**Your instructions**
Copy every entry below exactly as it appears, leaving out the images.

**Material for the task**
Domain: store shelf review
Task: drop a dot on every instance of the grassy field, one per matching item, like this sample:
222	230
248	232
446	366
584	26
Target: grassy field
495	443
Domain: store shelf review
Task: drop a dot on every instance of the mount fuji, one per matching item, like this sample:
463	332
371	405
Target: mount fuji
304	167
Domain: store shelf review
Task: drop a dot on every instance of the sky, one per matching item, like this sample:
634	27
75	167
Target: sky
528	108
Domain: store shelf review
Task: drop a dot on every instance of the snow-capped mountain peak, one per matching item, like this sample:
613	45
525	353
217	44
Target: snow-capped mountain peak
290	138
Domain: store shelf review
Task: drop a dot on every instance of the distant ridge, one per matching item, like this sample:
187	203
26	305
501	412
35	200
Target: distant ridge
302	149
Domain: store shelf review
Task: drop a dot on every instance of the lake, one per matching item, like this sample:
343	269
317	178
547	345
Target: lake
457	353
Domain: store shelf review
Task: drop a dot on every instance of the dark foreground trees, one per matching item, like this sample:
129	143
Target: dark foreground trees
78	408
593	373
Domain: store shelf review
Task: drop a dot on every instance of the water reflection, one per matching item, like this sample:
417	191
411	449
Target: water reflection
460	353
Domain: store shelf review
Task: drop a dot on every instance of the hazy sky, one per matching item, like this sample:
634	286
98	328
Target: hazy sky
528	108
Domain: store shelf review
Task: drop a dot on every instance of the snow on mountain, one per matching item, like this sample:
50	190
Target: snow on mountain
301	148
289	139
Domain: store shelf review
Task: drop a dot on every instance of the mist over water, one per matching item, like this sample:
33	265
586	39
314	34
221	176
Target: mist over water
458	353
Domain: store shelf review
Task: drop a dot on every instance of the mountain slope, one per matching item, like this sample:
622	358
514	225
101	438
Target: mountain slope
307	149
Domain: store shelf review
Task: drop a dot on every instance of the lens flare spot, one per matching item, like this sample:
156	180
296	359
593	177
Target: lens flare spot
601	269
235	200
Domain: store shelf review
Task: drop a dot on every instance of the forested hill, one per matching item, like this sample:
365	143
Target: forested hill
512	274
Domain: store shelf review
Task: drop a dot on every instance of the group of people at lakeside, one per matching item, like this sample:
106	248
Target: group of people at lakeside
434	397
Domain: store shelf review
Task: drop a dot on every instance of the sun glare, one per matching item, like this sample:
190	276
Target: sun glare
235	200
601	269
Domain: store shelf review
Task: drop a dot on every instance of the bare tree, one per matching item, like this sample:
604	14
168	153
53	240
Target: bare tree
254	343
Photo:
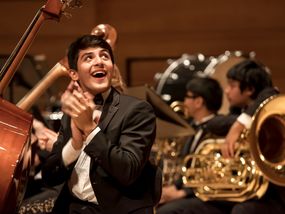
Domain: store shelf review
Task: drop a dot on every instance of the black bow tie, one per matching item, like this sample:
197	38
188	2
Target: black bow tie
99	99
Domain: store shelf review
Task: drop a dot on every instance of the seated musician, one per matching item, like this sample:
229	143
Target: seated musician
249	83
103	147
202	101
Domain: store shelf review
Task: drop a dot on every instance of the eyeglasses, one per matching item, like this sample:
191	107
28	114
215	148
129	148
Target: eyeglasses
191	96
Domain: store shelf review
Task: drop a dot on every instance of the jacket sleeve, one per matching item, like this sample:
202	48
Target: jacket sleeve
123	152
54	171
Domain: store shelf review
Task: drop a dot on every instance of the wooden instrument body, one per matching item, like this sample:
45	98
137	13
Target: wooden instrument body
15	128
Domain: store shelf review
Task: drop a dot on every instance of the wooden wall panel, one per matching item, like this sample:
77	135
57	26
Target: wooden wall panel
160	29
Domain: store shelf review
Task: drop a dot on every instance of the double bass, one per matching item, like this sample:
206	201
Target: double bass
15	123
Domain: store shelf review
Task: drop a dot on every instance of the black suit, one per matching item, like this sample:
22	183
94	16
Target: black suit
120	173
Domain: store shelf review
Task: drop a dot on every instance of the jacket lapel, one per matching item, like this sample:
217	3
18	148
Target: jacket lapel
109	109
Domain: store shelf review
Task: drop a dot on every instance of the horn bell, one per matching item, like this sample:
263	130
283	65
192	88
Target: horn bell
266	139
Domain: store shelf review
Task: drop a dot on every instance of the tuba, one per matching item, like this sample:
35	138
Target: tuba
259	158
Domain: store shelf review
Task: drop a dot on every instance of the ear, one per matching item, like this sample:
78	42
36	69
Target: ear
249	91
199	101
73	74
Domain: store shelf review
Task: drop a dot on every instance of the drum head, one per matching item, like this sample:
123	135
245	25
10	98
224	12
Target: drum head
171	85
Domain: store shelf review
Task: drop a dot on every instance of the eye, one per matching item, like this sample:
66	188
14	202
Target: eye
87	58
105	55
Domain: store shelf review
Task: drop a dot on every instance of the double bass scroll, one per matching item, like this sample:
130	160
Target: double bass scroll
15	123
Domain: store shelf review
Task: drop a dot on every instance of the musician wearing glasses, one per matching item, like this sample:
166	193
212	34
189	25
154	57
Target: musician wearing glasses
249	84
202	101
102	152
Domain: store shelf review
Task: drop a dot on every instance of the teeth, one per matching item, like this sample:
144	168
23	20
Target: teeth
99	74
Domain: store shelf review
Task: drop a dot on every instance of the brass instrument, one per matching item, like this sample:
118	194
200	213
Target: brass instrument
259	159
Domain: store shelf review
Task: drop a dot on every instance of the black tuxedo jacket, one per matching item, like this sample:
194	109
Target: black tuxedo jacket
120	172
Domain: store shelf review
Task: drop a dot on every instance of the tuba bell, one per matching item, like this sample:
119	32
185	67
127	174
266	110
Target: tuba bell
259	158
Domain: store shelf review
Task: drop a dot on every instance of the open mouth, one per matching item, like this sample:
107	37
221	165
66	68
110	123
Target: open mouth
99	74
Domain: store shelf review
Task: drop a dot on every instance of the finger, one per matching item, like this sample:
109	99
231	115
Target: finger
70	86
77	87
232	150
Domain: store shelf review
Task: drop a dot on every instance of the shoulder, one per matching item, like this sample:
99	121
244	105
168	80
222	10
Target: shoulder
131	101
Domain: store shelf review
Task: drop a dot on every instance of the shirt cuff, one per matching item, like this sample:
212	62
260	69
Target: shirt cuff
91	135
69	154
245	120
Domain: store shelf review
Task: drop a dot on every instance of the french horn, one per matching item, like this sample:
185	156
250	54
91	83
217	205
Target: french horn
260	158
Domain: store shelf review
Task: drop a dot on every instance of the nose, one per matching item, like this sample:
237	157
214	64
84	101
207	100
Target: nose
97	61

**Response area**
Domain: store shelf review
Task: drop a dot on every instance of the grassy field, one per matching item, like this sample:
222	230
248	232
446	366
584	26
Target: grassy field
495	443
Domain: store shelf review
Task: drop a dot on every instance of the mount fuji, one per matching item, like this sample:
463	332
371	405
Target: mount fuji
304	167
Domain: store shelf review
Task: drop a dot on every instance of the sky, one per matching item, like this sample:
634	27
75	167
Target: sky
528	108
Domain: store shelf review
Task: drop a dot on every instance of the snow-capped mountain peak, one per matching item, like this sample:
613	45
525	353
217	44
Target: snow-capped mountain peak
290	138
Domain: store shelf review
Task: drop a dot on every instance of the distant ridge, one per matching item, like this sample:
187	203
26	305
501	412
35	200
Target: distant ridge
302	149
Domain: store shelf review
Task: drop a dot on every instance of the lake, one per matching item, like this sample:
343	269
317	178
547	345
Target: lake
457	353
Domain: store shelf review
Task: drop a dot on every instance of the dark foreground trees, one per matching item, like this sample:
129	143
Target: dark foreground trees
78	408
593	373
Domain: store shelf review
Task: drop a dot on every instance of the water reflection, one per matching item, like this sample:
417	191
411	449
Target: water reflection
460	353
Domain: store shelf review
Task: drop a dot on every instance of the hazy sky, one per matching item, like this sample:
634	286
98	328
Target: hazy sky
528	108
Domain: store shelf review
Task: drop a dot on every instance of the snow on mountain, one per matching item, like this sample:
50	190
Target: snow on mountain
301	148
289	139
Domain: store shelf review
Task: drop a dot on every instance of the mist over water, one per matching item, like this sample:
33	265
586	39
314	34
221	176
Target: mist over water
458	353
Domain: store shelf review
Task: drop a dot on every instance of the mountain slope, one per matching item, like this sample:
622	358
514	225
101	438
Target: mountain slope
307	149
Domain: store shelf review
Task: drop a dot on every instance of the lens flare spot, one per matching item, like this sample:
156	180
296	359
593	177
Target: lens flare spot
601	269
235	200
Domain: store shelf review
Task: drop a dot on every instance of the forested hill, one per matching item, like this sample:
365	143
Target: forested hill
512	274
Domain: store shelf review
Task: drop a dot on every instance of the group of people at lakeside, one per matching item, like this sample:
106	248
Target: group of people at lakeside
434	397
Domain: store shelf review
Task: drop a dot on every instance of the sun glare, one per matching item, like this sample:
190	276
Target: sun glare
235	200
601	269
Domain: store shelf review
Task: drop a dot on every instance of the bare tree, one per matching item, like this sample:
604	14
168	153
53	240
Target: bare tree
254	343
Photo:
Domain: store shelf review
Task: drop a dot on every instance of the black bow tie, one per matching item, like this sample:
197	38
188	2
Target: black bow tie
99	99
Domain: store shelf review
Task: drop a dot on every instance of the seated musician, one per matching item, like this sample:
229	143
Target: seated musician
249	83
103	147
202	101
Domain: store shelf review
Task: drop a dot on every instance of the eyeglasses, one per matching item, like this sample:
191	107
28	114
215	148
129	148
Target: eyeglasses
191	96
Domain: store shelf review
Task: drop a dot on every instance of the jacket sleeve, one per matching item, like this sample:
202	48
Target: jacket sleeve
123	152
54	171
Domain: store shelf review
Task: drop a dot on every instance of the wooden instrument body, one per matching item, like this sample:
45	98
137	13
Target: wooden instrument body
15	128
Domain: store shelf review
Task: drop a dot on every instance of the wooden wall panel, one per matching item, like this sample:
77	135
57	26
Target: wooden wall panel
160	29
Domain: store shelf review
Task: drop a dot on every instance of the double bass, one per matching item, like this sample:
206	201
Target: double bass
15	123
Domain: store shelf review
Task: drop a dot on every instance of the black suit, one per matching item, like this sample:
22	183
94	16
Target: black suit
120	173
Domain: store shelf review
Task: drop a dot on every instance of the jacket lapel, one per matching item, like this sample:
217	3
18	148
Target: jacket lapel
109	109
Domain: store shelf review
Task: drop a dot on every instance of the horn bell, one per matching item, like this sample:
263	130
283	65
192	88
Target: horn bell
266	139
Domain: store shelf review
Task: drop a dot on every instance of the tuba, one per matching item, like this sample:
35	138
Target: tuba
259	158
Domain: store shelf review
Task: drop a dot on every instance of the ear, one per matching item, like this sample:
78	42
36	69
Target: ear
249	91
199	101
73	74
Domain: store shelf review
Task: drop a dot on every instance of the drum head, one per matching item, like this sample:
123	135
245	25
10	98
224	12
Target: drum head
171	85
Domain: store shelf review
Task: drop a dot on every instance of the eye, one per matching item, like this sample:
66	188
14	202
Target: eye
87	58
105	55
Domain: store shelf review
Task: drop a dot on every instance of the double bass scroll, one per matching item, like this sample:
130	160
Target: double bass scroll
15	123
Domain: store shelf review
Task: drop a dot on every instance of the musician wearing glasses, one per matching item, like this sample:
166	193
212	34
189	25
154	57
Target: musician wearing glasses
249	84
202	101
102	152
Domain: store shelf review
Task: drop a dot on every instance of the teeth, one per matching item, like this sample:
144	168
23	20
Target: teeth
99	74
Domain: store shelf review
Task: drop a dot on every instance of the brass instrument, one per matching item, like this sample:
118	194
200	213
Target: brass instrument
259	159
Domain: store shelf review
Task: drop a dot on every instance of the black tuxedo jacket, one per matching item, like this sample:
194	109
Target: black tuxedo jacket
120	172
Domain: store shelf review
Task: drop a dot on every instance of the tuba bell, one per matching item, like this sample:
119	32
185	67
127	174
266	110
Target: tuba bell
259	158
Domain: store shelf review
Task: drop a dot on every instance of the open mouth, one per matching item, like this sample:
107	37
221	165
66	68
110	123
Target: open mouth
99	74
Domain: store shelf review
Task: drop a dot on every instance of the finger, one per matching item, like this sample:
109	99
231	115
Target: finger
70	86
77	87
232	150
Domain: store shelf review
Task: drop a dot on every instance of the shoulder, one per matching item, like this sample:
99	121
244	105
168	80
222	10
Target: shoulder
131	101
Domain: store shelf review
Task: drop a dot on every instance of the shirt cuff, one per matching item, like this sample:
212	62
260	69
Target: shirt cuff
91	135
69	154
245	120
Domain: store shelf review
Task: drop a dot on every instance of the french horn, one per matching item, like this sample:
185	156
250	54
91	83
217	205
Target: french horn
260	158
Domain: store shelf review
Task: drop a dot on every instance of the nose, one per matching item, like this sample:
237	157
214	64
84	101
207	100
Target: nose
97	61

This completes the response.